== Set exercise ==
Transcribe precisely those lines of the listing that fall between the line containing "of the man's" and the last line, inclusive of both.

== Exercise material ==
* begin *
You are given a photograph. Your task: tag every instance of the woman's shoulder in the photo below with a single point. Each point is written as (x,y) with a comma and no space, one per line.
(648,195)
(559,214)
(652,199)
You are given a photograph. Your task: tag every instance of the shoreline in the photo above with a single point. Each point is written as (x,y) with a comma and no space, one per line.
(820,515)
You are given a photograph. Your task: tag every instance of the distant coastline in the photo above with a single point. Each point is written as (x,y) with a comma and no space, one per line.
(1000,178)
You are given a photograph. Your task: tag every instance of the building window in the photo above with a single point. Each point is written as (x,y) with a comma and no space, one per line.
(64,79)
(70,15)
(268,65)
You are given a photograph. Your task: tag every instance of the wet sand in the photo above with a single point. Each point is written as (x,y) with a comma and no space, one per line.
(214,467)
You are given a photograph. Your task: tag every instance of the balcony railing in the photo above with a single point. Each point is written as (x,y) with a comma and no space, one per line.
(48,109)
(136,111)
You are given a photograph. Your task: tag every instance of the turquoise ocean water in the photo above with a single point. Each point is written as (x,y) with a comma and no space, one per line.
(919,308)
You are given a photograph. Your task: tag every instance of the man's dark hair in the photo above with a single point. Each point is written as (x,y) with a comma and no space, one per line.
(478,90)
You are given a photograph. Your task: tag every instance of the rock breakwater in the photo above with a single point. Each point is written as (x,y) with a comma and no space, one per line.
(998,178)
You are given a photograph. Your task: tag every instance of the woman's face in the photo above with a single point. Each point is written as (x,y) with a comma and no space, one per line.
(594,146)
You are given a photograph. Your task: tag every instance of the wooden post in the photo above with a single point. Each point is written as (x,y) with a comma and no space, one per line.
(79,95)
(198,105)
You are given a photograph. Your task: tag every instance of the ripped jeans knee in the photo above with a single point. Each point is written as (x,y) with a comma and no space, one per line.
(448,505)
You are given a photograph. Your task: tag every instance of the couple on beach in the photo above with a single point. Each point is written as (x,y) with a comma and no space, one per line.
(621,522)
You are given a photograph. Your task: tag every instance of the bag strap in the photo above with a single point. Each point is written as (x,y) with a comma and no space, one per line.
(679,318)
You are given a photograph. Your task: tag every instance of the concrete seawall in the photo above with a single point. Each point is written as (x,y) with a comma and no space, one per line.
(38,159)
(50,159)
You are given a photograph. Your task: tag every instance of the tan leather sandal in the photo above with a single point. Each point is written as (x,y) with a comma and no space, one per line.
* end *
== Solved problem ==
You are given a photograph. Your task: tag every instance of the man's dark hair in the photo above with a single point. Each point is written as (x,y) with a comma and no space, one per line.
(478,90)
You are given a photograph. Your task: tag every instance of the rock breakwater in the photo above with a single point. Each point is written as (x,y) with a comma and no space, one per line.
(998,178)
You are given a photograph. Your task: tag every instance of the woman's face in the photo above with a single point. Each point is written as (x,y) with a comma and no space, one per line.
(594,146)
You are given a photograph. Your task: tag every instance of the wooden post in the photo above with a single point. Each point is written as (x,y) with a comma and no space, one per line.
(79,95)
(198,105)
You are given a photograph. Your task: tag every instance of the ripped jeans knee in the photo above with a single point. Each point is written as (x,y) with a comma and no space, one per line.
(448,505)
You are given a photograph. Your task: tag every instance of the couple on beach in the photo above with a single point. Each point is written as (x,y) with a comma and no space, one per line.
(621,522)
You are given a photograph. Your task: tag every instance of the bag strap in the photo above with a single point. Each point is written as (x,y) with a comma and no space, one per line.
(679,318)
You are given a photograph. Your task: tag every instance of the concrete seawall in the photo above with a single point. Each point is written as (x,y) with a comma and no space, one per line.
(38,159)
(50,159)
You are given a photograph. Your task: tag every instance of the tan leather sandal in the photo above with a single point. Each point is written as (x,y) with a comma and no space, one per line.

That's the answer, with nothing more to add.